▶ [TASK PROMPT]:
Count the lines of the material below that contain the string "sample". Reply with the number alone.

▶ [DATASET ROWS]:
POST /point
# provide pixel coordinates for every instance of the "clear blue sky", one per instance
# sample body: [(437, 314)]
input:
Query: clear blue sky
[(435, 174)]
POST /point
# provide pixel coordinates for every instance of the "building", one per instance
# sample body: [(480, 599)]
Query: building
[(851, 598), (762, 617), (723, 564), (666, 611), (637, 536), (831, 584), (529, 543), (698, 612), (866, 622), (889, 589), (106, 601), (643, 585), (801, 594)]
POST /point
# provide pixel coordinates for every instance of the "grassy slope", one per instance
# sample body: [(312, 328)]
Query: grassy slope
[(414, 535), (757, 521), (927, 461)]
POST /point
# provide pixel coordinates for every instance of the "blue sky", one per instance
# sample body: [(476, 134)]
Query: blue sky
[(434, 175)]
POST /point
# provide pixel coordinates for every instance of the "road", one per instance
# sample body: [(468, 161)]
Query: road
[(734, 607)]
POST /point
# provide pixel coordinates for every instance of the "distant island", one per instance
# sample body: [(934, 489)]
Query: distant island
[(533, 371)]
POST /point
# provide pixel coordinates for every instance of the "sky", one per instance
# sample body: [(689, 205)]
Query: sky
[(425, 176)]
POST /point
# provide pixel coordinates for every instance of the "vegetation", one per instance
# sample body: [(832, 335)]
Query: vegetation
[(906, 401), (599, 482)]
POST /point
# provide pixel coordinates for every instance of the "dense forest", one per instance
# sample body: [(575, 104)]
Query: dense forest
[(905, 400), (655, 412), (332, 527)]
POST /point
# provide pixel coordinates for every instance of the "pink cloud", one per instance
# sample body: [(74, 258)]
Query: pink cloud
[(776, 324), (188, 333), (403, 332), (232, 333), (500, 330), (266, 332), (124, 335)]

▶ [SOLUTION TO THIS PROBLEM]:
10